Task to complete: Among the records below, which lines contain the string "locate"? Report them.

==== Data

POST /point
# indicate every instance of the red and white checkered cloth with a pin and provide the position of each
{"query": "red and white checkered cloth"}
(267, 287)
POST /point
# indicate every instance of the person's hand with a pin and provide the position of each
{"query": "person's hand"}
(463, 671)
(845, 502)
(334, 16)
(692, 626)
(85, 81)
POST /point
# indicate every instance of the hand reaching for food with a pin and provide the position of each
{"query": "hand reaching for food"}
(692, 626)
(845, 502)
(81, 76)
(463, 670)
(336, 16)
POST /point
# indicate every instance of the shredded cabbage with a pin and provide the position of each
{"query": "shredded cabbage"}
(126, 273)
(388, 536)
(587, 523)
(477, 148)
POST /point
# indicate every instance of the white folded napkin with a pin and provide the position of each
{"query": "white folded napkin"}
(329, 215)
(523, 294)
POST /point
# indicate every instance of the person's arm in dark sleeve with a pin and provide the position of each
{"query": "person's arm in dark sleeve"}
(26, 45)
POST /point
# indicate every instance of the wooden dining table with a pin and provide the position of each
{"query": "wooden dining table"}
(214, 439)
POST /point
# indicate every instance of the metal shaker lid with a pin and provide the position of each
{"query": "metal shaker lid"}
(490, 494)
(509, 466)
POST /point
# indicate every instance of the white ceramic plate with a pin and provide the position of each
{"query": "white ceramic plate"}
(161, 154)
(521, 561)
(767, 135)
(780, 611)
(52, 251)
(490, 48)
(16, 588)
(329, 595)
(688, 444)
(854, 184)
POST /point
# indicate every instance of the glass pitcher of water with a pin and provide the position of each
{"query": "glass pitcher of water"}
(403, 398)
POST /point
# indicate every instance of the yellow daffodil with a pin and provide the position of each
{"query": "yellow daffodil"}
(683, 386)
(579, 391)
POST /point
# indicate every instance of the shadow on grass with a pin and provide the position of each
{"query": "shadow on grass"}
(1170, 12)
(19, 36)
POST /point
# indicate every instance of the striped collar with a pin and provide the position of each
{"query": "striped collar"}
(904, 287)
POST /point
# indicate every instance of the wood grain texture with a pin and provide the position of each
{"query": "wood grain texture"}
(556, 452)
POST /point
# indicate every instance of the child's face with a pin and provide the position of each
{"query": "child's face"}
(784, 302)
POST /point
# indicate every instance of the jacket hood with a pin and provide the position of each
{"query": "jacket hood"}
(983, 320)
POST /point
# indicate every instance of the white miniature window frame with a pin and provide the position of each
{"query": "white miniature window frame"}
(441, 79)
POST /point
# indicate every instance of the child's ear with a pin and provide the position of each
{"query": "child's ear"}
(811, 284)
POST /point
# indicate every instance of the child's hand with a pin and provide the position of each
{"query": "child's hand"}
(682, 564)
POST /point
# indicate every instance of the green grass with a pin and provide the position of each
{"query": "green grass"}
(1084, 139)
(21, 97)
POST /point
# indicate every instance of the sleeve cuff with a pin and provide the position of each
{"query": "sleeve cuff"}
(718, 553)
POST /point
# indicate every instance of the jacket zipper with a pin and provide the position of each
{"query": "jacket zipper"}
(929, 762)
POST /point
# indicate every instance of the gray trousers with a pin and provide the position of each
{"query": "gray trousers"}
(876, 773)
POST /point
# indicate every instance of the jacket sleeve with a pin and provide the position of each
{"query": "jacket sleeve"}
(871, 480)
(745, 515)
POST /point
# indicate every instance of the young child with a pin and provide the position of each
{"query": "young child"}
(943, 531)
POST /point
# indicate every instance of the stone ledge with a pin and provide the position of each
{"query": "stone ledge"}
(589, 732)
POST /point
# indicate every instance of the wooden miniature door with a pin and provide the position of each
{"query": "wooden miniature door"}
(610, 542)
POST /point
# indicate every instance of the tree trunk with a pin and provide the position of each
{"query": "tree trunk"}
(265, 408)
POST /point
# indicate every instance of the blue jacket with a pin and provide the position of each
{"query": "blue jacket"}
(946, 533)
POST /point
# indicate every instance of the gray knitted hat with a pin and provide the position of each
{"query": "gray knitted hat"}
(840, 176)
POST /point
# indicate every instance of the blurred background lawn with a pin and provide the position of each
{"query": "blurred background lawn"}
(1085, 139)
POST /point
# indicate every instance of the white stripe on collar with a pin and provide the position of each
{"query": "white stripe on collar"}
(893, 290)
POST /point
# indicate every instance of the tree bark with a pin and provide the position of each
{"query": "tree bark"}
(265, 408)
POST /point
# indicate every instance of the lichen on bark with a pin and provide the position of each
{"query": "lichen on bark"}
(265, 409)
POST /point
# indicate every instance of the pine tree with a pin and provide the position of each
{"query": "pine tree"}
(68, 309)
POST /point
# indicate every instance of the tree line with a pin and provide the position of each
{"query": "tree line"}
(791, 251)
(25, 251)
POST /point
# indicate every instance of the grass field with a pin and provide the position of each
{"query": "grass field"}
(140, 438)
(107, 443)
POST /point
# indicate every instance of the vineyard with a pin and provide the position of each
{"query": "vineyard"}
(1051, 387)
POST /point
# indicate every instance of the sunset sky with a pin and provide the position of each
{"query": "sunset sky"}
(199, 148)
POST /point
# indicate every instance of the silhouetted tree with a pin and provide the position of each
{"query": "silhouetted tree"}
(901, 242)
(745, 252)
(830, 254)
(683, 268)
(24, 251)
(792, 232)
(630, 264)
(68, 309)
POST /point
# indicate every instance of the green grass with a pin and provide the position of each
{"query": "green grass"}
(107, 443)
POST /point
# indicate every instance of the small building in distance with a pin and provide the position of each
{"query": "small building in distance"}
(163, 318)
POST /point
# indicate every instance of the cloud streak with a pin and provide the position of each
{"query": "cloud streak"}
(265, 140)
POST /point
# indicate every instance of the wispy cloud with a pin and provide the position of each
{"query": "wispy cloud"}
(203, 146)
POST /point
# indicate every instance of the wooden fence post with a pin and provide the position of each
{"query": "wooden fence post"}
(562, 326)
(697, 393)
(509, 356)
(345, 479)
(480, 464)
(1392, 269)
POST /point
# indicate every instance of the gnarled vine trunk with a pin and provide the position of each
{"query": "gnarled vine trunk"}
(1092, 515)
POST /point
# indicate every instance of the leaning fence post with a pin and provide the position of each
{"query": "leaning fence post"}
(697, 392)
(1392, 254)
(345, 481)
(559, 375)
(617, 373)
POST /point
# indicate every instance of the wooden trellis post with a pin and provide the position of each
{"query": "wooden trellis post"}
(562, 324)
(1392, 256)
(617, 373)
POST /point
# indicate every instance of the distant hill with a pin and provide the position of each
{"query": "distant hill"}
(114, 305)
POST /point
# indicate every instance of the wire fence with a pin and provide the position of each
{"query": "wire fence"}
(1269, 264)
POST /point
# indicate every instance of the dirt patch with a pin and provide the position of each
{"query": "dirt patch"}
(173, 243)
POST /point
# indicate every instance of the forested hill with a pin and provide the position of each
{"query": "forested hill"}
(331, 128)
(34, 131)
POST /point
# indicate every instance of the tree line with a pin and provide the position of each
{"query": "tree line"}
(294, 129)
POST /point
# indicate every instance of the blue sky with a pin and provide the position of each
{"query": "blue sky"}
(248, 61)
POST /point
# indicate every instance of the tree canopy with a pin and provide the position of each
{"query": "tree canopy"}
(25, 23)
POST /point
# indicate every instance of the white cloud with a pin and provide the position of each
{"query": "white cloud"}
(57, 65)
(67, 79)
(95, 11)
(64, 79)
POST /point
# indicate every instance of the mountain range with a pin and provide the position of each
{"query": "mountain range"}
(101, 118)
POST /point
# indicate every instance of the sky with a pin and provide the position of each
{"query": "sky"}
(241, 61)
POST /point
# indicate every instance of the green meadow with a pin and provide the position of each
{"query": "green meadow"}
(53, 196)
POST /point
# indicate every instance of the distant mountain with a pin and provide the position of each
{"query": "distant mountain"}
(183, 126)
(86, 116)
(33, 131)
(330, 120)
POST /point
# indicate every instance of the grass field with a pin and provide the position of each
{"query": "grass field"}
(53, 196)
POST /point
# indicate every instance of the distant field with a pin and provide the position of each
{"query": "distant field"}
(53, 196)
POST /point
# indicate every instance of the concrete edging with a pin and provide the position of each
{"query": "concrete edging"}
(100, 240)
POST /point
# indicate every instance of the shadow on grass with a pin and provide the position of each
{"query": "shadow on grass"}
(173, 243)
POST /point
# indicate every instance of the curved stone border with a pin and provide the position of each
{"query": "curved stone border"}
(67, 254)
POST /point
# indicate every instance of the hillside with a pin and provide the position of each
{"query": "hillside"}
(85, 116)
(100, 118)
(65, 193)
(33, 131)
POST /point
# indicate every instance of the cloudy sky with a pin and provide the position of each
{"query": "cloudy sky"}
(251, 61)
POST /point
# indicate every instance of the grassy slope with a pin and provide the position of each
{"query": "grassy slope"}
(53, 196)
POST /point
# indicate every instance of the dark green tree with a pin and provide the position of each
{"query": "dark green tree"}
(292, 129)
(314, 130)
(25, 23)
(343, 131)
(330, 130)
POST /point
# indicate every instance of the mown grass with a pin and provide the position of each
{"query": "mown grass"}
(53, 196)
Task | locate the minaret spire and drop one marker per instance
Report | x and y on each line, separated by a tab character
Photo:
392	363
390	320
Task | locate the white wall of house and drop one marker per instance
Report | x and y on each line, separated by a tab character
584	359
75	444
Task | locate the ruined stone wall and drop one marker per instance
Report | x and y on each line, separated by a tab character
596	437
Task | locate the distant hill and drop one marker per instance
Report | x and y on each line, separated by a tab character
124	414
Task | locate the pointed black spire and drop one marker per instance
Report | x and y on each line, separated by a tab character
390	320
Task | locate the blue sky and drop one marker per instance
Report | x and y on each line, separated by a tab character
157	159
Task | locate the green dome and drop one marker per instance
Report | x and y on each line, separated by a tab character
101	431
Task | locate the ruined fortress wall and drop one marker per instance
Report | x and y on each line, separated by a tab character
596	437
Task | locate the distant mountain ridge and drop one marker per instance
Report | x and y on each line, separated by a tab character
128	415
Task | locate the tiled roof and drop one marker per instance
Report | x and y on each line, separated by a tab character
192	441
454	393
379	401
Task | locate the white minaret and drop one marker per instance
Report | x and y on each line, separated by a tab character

========

Task solution:
Task | locate the minaret spire and drop one marker per instance
Task | locate the white wall of house and drop one marker per instance
Task | locate the ruined stone wall and drop one marker per instance
Task | locate the distant hill and drop one marker per instance
Task | locate the pointed black spire and drop one marker per instance
Task | locate the blue sky and drop one marker per instance
Task | locate the green dome and drop one marker per instance
Task | locate the ruined fortress wall and drop one marker per instance
Task | locate the distant mountain ridge and drop one marker per instance
Task | locate the tiled roof and drop one marker per instance
Task | locate the white minaret and drop one marker per instance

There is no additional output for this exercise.